→ **Listed entries**:
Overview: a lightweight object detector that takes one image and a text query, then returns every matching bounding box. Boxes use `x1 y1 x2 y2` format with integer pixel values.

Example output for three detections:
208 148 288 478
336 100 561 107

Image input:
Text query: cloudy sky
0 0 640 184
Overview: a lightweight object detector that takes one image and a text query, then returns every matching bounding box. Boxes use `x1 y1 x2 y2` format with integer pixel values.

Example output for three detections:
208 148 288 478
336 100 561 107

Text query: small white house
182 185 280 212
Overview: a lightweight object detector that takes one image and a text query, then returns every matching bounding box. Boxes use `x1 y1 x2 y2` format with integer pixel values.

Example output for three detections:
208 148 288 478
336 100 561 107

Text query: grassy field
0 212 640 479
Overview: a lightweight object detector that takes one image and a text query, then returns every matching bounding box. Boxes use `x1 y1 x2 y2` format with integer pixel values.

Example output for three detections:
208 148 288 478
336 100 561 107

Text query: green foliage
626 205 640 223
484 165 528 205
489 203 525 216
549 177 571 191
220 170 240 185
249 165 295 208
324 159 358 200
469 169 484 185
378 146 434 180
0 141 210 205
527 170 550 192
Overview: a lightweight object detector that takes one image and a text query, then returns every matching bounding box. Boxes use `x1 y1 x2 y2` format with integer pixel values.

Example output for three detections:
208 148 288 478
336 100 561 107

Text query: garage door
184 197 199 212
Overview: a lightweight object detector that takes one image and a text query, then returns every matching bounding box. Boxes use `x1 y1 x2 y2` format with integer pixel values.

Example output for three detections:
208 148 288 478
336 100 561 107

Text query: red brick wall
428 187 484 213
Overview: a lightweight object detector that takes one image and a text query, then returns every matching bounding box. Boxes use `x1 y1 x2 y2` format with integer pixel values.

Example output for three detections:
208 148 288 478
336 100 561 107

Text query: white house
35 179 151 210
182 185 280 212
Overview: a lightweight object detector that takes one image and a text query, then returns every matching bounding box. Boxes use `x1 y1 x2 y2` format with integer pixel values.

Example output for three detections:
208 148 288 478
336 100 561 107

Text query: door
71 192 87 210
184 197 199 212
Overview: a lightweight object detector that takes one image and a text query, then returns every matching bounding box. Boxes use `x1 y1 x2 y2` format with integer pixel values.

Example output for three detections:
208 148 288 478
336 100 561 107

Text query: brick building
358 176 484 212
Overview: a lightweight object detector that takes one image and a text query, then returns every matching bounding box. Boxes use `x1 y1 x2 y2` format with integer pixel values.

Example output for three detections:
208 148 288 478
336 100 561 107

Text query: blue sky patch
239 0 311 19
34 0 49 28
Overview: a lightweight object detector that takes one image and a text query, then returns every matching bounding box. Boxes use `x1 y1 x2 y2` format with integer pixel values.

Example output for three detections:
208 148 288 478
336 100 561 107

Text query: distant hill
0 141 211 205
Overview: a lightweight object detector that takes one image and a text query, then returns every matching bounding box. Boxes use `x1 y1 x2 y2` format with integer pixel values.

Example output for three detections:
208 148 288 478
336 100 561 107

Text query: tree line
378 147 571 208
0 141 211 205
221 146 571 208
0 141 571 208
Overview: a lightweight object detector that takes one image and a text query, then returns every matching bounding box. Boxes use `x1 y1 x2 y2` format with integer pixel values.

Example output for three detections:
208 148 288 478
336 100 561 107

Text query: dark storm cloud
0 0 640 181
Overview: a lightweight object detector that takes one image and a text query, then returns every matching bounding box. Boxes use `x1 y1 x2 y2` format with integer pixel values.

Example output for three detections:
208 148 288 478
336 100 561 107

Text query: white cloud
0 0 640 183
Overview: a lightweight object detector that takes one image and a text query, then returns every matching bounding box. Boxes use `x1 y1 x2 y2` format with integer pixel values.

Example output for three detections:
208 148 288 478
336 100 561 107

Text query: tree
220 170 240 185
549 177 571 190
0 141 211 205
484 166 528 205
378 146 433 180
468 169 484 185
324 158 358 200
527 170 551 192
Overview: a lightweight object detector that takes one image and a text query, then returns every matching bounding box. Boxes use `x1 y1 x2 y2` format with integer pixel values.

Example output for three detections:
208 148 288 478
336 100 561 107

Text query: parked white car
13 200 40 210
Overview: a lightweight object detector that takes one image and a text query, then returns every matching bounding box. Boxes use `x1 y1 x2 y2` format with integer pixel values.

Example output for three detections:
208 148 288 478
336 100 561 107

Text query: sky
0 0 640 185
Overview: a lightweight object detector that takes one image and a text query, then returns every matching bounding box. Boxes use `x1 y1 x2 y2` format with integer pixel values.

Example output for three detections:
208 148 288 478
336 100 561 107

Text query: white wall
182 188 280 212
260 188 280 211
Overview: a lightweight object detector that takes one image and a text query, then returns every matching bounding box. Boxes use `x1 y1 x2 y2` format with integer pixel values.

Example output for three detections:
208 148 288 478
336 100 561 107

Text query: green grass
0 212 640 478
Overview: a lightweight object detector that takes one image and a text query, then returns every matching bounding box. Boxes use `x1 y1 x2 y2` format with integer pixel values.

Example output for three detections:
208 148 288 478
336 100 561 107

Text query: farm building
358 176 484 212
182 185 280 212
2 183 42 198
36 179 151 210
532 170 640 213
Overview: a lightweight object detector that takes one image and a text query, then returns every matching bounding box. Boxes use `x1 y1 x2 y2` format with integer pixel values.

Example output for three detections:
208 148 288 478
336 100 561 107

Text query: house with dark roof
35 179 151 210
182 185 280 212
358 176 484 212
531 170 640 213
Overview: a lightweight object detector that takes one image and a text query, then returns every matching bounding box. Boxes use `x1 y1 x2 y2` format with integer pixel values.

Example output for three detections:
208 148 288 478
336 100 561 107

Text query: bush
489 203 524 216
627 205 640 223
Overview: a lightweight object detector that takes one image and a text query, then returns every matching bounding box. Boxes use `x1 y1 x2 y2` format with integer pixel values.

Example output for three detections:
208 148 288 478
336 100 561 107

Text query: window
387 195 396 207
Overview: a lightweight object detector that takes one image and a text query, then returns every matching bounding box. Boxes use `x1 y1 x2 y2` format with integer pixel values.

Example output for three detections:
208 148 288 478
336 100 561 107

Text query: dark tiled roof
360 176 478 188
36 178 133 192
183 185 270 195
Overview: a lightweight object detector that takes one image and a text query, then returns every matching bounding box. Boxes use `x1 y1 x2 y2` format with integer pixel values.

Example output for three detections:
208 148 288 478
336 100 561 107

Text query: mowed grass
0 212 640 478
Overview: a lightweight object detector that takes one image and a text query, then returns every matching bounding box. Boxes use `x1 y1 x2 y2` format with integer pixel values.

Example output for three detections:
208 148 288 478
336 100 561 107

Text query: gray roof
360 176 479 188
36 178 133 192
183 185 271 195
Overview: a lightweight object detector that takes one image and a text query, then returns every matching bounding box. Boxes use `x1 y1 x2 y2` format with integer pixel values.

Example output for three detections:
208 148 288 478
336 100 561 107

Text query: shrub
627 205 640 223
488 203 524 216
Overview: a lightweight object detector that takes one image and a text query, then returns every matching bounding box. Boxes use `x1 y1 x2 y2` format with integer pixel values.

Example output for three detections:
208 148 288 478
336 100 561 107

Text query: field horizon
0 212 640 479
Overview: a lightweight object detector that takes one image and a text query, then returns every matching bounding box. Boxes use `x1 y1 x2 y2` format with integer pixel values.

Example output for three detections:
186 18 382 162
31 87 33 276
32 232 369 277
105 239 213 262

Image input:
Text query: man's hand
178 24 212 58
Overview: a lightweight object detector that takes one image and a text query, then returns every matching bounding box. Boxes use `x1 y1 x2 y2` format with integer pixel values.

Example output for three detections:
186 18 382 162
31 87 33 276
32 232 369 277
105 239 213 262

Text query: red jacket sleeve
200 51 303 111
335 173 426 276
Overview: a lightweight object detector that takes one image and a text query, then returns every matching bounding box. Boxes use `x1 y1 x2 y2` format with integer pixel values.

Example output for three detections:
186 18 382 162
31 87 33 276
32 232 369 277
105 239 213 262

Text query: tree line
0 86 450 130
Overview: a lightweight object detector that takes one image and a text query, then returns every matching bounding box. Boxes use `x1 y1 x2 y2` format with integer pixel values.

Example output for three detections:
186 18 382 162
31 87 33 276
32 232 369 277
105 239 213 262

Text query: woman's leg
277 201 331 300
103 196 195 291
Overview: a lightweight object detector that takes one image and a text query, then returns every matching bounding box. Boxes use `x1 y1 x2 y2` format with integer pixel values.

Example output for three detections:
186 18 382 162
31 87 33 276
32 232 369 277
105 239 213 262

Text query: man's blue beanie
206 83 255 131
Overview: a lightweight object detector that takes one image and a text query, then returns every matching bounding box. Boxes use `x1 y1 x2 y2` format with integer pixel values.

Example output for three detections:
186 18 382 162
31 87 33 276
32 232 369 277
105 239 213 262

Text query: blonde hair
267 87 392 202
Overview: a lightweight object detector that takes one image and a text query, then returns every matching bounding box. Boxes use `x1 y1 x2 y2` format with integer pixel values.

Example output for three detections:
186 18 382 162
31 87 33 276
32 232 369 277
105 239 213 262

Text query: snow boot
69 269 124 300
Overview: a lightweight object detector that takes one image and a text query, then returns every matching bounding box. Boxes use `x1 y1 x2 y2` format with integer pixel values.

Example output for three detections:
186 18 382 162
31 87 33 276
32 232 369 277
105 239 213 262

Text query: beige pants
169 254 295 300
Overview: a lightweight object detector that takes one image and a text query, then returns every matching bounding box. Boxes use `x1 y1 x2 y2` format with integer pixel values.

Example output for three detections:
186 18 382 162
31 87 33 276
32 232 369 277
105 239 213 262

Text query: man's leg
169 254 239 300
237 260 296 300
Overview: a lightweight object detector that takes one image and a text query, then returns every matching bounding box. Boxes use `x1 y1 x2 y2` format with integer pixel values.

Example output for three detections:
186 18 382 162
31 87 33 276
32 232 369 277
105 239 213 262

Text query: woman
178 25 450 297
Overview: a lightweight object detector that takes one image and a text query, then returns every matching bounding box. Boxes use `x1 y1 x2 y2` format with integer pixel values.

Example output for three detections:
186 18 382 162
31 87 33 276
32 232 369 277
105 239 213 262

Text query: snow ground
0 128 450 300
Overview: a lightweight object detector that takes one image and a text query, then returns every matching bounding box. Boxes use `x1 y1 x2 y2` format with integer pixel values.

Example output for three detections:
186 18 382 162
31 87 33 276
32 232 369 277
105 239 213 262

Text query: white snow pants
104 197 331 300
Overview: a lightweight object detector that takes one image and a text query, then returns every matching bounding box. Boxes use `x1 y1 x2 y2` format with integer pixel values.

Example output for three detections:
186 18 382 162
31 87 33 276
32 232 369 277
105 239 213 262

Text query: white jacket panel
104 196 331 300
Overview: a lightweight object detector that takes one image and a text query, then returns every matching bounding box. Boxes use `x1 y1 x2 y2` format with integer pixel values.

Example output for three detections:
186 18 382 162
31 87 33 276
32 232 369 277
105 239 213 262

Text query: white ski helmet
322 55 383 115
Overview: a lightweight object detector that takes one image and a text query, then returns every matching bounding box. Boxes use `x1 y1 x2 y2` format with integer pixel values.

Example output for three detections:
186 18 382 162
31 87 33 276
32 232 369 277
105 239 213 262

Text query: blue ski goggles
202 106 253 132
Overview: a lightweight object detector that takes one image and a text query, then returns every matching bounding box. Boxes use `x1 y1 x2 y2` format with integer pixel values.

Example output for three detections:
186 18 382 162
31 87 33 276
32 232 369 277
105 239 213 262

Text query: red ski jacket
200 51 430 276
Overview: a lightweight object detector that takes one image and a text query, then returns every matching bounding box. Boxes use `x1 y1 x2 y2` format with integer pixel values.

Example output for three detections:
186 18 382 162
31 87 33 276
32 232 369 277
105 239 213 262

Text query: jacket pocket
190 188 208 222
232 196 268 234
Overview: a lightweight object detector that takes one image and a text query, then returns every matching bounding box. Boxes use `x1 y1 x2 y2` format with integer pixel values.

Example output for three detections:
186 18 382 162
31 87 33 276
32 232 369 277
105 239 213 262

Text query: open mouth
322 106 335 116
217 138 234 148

→ **Aim of the exercise**: Render every line from the start of the records through the line containing "0 0 640 184", inclusive, as a Markdown table with the columns Row and Content. Number each row and leave out blank lines.

→ **Worked answer**:
| Row | Content |
|---|---|
| 1 | Overview: a lightweight object detector that takes one image and a text query, then returns every matching bounding box. Boxes use `x1 y1 x2 y2` format with integer pixel values. |
| 2 | Example output for three detections: |
| 3 | 208 148 288 478 |
| 4 | 336 100 561 107 |
| 5 | Image input: |
| 6 | Text query: cloudy sky |
| 7 | 0 0 640 184 |